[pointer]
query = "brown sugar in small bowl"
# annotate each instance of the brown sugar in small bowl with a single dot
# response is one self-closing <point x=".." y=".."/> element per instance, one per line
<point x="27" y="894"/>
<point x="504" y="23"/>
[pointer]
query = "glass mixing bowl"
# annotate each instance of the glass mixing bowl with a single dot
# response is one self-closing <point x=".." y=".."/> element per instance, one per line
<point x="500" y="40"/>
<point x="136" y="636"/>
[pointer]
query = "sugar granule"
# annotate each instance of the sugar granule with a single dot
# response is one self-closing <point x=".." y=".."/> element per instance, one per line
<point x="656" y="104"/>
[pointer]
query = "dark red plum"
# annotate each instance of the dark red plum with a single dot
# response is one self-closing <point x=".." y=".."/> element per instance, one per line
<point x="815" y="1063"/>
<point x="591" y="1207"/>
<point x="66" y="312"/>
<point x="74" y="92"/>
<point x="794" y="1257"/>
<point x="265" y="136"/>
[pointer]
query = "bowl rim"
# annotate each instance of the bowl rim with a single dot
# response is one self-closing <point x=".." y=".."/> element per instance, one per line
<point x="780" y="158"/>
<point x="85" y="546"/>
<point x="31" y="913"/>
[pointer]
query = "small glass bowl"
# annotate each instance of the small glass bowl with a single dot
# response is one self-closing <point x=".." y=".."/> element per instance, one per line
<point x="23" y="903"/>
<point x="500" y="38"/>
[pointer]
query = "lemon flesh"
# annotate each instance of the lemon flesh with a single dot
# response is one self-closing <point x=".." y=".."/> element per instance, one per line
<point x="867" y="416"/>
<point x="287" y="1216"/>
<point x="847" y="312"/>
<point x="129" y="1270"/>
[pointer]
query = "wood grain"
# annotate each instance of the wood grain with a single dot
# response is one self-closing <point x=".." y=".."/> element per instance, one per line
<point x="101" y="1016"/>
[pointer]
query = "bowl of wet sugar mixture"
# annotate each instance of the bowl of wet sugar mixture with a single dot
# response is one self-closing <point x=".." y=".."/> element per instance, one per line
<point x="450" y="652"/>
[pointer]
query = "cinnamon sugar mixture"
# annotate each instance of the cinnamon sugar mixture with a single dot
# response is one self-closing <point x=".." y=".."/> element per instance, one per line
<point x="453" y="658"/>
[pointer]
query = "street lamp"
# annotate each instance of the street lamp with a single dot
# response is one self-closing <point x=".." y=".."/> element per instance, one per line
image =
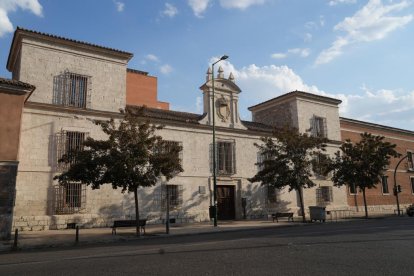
<point x="214" y="143"/>
<point x="396" y="189"/>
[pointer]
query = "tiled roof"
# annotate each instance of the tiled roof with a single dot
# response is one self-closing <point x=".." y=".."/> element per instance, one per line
<point x="189" y="117"/>
<point x="299" y="93"/>
<point x="16" y="83"/>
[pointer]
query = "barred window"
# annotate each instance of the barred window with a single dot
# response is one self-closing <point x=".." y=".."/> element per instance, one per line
<point x="410" y="162"/>
<point x="175" y="195"/>
<point x="384" y="182"/>
<point x="70" y="89"/>
<point x="68" y="143"/>
<point x="225" y="158"/>
<point x="318" y="127"/>
<point x="324" y="195"/>
<point x="70" y="198"/>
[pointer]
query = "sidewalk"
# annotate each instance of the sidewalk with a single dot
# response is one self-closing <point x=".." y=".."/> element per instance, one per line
<point x="66" y="238"/>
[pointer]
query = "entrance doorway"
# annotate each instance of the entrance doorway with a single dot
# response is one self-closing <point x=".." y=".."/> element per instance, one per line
<point x="225" y="202"/>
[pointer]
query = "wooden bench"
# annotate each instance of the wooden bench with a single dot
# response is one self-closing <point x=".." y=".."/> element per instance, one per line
<point x="129" y="223"/>
<point x="282" y="215"/>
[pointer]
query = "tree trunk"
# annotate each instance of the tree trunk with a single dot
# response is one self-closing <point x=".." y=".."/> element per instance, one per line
<point x="302" y="208"/>
<point x="365" y="203"/>
<point x="137" y="210"/>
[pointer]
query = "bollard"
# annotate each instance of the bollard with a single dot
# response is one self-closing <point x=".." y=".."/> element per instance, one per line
<point x="77" y="234"/>
<point x="16" y="237"/>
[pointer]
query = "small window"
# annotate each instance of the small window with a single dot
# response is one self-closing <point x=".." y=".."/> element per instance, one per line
<point x="412" y="184"/>
<point x="410" y="163"/>
<point x="68" y="143"/>
<point x="318" y="127"/>
<point x="70" y="89"/>
<point x="324" y="195"/>
<point x="70" y="198"/>
<point x="225" y="158"/>
<point x="352" y="190"/>
<point x="384" y="181"/>
<point x="175" y="195"/>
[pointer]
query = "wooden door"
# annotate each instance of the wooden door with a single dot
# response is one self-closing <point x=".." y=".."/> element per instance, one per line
<point x="225" y="202"/>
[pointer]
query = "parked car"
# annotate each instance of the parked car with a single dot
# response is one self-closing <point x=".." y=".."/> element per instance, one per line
<point x="410" y="210"/>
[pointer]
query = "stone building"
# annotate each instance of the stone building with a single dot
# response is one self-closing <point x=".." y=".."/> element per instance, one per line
<point x="383" y="199"/>
<point x="78" y="82"/>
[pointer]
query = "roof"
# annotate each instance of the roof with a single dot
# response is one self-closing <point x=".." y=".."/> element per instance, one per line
<point x="186" y="117"/>
<point x="376" y="125"/>
<point x="46" y="35"/>
<point x="17" y="83"/>
<point x="299" y="94"/>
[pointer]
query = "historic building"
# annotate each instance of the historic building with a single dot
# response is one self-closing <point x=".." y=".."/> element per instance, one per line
<point x="383" y="199"/>
<point x="78" y="82"/>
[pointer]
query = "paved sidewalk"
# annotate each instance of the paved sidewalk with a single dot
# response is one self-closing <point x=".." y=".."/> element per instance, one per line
<point x="66" y="238"/>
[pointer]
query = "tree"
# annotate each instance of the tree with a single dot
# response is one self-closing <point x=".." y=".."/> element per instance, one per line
<point x="287" y="160"/>
<point x="362" y="164"/>
<point x="132" y="156"/>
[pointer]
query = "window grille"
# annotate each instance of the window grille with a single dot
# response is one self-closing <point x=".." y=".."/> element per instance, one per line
<point x="384" y="180"/>
<point x="225" y="158"/>
<point x="318" y="127"/>
<point x="71" y="89"/>
<point x="68" y="143"/>
<point x="324" y="195"/>
<point x="70" y="198"/>
<point x="175" y="193"/>
<point x="410" y="162"/>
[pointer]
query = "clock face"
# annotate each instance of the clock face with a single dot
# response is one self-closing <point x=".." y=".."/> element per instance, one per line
<point x="223" y="109"/>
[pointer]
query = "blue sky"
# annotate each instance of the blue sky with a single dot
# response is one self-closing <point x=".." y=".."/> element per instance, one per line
<point x="360" y="51"/>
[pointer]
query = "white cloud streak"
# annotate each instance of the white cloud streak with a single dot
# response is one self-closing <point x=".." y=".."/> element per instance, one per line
<point x="7" y="6"/>
<point x="373" y="22"/>
<point x="170" y="10"/>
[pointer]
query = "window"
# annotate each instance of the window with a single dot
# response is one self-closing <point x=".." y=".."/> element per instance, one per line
<point x="324" y="195"/>
<point x="226" y="158"/>
<point x="410" y="160"/>
<point x="271" y="195"/>
<point x="175" y="193"/>
<point x="68" y="143"/>
<point x="352" y="189"/>
<point x="384" y="180"/>
<point x="70" y="89"/>
<point x="70" y="198"/>
<point x="318" y="127"/>
<point x="412" y="184"/>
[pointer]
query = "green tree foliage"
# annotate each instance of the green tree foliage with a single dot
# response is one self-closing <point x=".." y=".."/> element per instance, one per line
<point x="362" y="164"/>
<point x="287" y="160"/>
<point x="132" y="156"/>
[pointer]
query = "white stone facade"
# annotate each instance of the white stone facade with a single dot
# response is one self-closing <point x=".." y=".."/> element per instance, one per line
<point x="38" y="58"/>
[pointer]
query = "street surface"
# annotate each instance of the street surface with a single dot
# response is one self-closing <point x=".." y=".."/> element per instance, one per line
<point x="361" y="247"/>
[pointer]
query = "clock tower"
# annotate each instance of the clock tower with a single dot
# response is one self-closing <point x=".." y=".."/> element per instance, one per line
<point x="226" y="101"/>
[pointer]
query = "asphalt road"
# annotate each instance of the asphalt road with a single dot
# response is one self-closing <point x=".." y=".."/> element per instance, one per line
<point x="365" y="247"/>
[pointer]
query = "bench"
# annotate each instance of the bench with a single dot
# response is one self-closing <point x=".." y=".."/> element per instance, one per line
<point x="282" y="215"/>
<point x="129" y="223"/>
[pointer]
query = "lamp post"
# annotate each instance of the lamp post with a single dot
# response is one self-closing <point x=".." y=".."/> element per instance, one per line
<point x="214" y="142"/>
<point x="396" y="190"/>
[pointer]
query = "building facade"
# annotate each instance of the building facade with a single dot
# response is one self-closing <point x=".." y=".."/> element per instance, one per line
<point x="77" y="83"/>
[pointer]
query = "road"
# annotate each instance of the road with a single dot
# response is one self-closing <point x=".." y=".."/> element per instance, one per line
<point x="362" y="247"/>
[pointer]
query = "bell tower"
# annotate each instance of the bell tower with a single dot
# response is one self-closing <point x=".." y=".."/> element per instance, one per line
<point x="226" y="100"/>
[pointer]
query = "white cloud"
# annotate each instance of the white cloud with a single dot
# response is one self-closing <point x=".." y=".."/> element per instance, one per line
<point x="295" y="51"/>
<point x="119" y="6"/>
<point x="383" y="106"/>
<point x="170" y="10"/>
<point x="373" y="22"/>
<point x="152" y="57"/>
<point x="336" y="2"/>
<point x="7" y="6"/>
<point x="199" y="6"/>
<point x="240" y="4"/>
<point x="166" y="69"/>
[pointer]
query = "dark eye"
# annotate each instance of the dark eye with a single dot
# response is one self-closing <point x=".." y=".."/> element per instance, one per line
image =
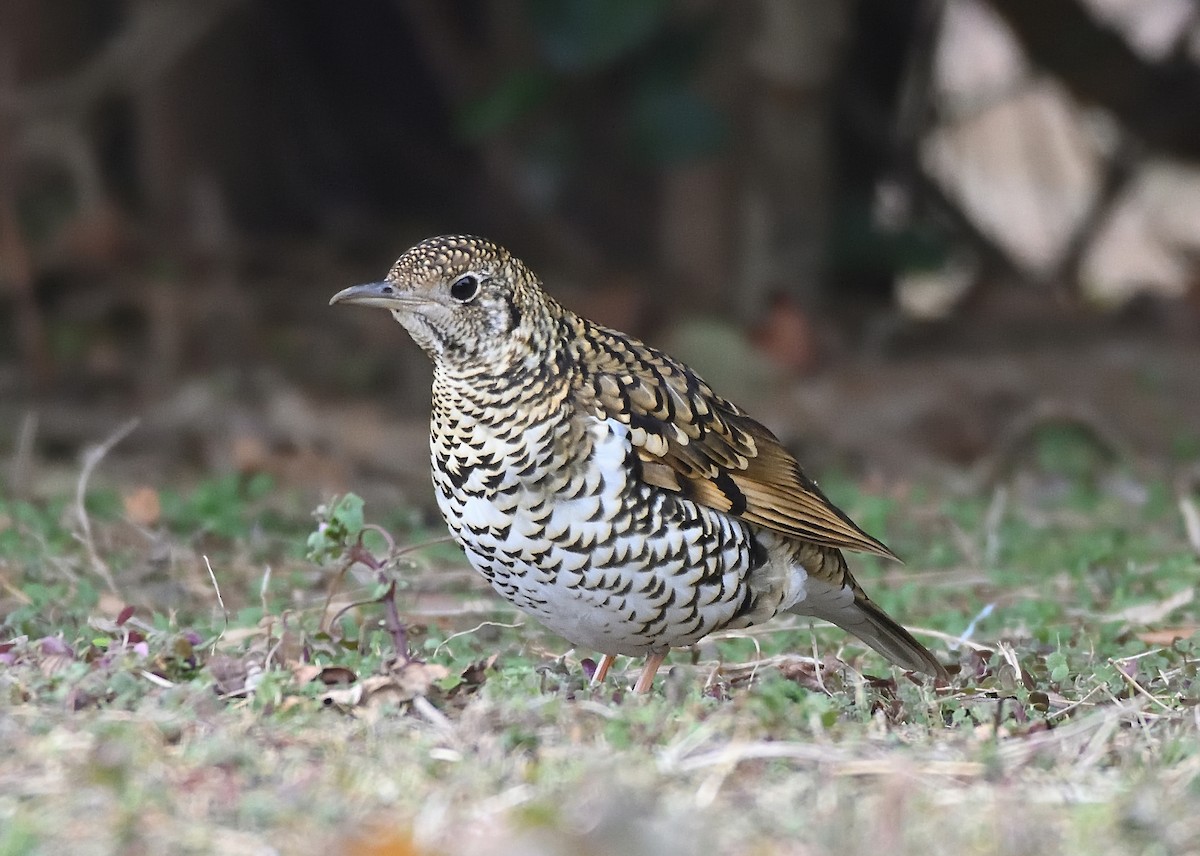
<point x="465" y="288"/>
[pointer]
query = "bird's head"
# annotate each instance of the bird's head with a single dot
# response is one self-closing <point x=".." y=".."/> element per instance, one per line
<point x="468" y="303"/>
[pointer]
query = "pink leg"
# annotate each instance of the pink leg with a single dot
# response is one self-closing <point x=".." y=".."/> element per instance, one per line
<point x="646" y="680"/>
<point x="601" y="671"/>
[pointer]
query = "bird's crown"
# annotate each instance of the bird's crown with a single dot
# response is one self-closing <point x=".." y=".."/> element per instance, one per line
<point x="467" y="301"/>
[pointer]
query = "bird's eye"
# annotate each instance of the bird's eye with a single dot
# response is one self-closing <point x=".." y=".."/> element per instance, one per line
<point x="465" y="288"/>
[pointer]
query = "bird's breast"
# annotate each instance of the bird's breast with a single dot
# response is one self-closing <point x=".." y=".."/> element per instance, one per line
<point x="552" y="513"/>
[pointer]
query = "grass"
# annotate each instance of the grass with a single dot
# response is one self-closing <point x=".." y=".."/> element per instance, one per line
<point x="163" y="718"/>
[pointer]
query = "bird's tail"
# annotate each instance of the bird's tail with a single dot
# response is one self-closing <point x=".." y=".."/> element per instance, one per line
<point x="843" y="603"/>
<point x="875" y="627"/>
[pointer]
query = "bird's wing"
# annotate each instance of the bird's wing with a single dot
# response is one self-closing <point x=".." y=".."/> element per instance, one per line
<point x="694" y="442"/>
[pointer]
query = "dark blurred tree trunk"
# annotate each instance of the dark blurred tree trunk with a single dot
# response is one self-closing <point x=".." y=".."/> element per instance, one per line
<point x="784" y="203"/>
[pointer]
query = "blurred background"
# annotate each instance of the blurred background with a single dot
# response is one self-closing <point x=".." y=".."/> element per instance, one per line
<point x="904" y="232"/>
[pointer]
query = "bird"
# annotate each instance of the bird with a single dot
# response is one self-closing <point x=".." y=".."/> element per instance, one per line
<point x="601" y="485"/>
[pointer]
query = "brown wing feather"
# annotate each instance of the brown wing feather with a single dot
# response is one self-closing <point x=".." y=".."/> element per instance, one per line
<point x="694" y="442"/>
------------------------------------------------------------------------
▶ What the task requires: Within the listing above, filter for lines holding the string "streak" and copy each one.

▶ Written reply:
query = "white cloud streak"
# annotate each instance of the white cloud streak with a single dot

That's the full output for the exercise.